» **OBJECTIVE**
Rewrite only the lines beginning with the line that contains "To accomplish the user's goal, they need to find the burned" and ending with the line that contains "[417,239,491,273]", putting "green shrub" in place of "green bush" and keeping everything else the same.

» **PROVIDED ENTRIES**
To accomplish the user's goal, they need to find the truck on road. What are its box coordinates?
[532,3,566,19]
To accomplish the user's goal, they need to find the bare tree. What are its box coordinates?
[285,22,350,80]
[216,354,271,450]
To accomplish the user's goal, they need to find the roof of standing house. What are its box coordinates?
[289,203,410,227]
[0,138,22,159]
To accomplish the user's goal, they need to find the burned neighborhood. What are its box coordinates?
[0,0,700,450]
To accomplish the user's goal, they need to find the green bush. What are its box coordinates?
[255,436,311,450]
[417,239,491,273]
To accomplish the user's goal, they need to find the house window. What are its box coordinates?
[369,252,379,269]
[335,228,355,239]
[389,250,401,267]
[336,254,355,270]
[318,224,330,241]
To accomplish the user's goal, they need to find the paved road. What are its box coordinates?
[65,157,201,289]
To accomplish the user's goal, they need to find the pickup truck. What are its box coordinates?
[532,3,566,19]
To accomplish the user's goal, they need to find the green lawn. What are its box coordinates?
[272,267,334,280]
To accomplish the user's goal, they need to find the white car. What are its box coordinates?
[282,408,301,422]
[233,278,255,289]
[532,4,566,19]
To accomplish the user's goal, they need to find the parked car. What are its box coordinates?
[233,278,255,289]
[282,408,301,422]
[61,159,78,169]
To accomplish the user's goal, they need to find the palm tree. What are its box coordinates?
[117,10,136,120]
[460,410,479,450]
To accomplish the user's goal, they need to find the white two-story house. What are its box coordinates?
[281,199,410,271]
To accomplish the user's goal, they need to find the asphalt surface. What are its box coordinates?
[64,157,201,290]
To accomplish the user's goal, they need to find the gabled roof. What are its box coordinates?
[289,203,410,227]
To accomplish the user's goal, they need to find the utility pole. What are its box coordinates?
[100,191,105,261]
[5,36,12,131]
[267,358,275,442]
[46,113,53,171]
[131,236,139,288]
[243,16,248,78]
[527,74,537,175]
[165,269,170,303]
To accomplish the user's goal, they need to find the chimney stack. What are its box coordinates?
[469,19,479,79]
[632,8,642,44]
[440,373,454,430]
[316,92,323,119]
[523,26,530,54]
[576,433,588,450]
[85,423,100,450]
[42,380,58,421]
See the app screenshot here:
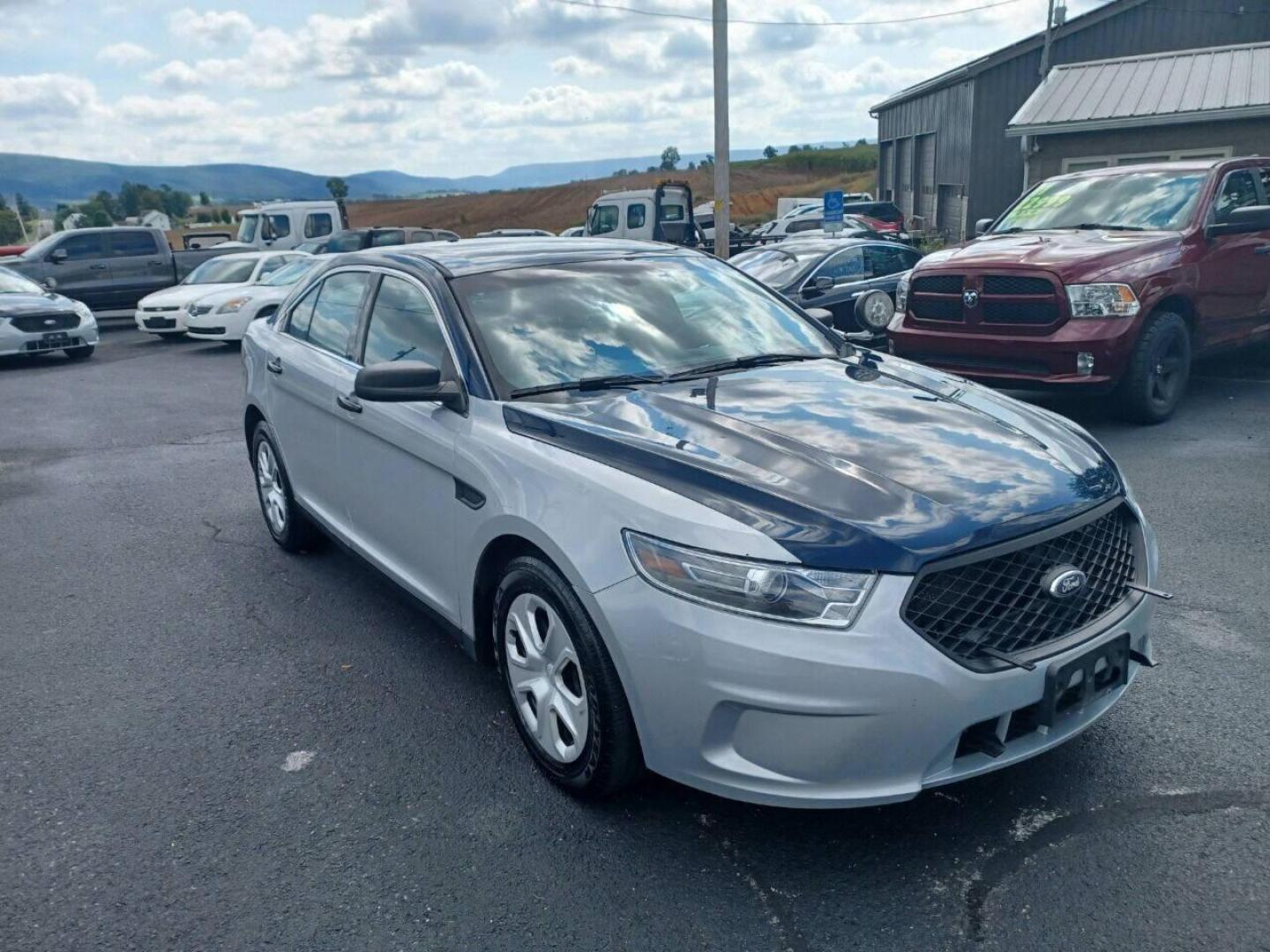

» **EXERCISE SOLUTION**
To accomplish the user's goal, they need to find the burned neighborhood. What are its box coordinates?
[0,0,700,450]
To accomplish the user's goal, they need to find the green shrub. What are its box coordinates?
[255,436,311,450]
[417,239,491,273]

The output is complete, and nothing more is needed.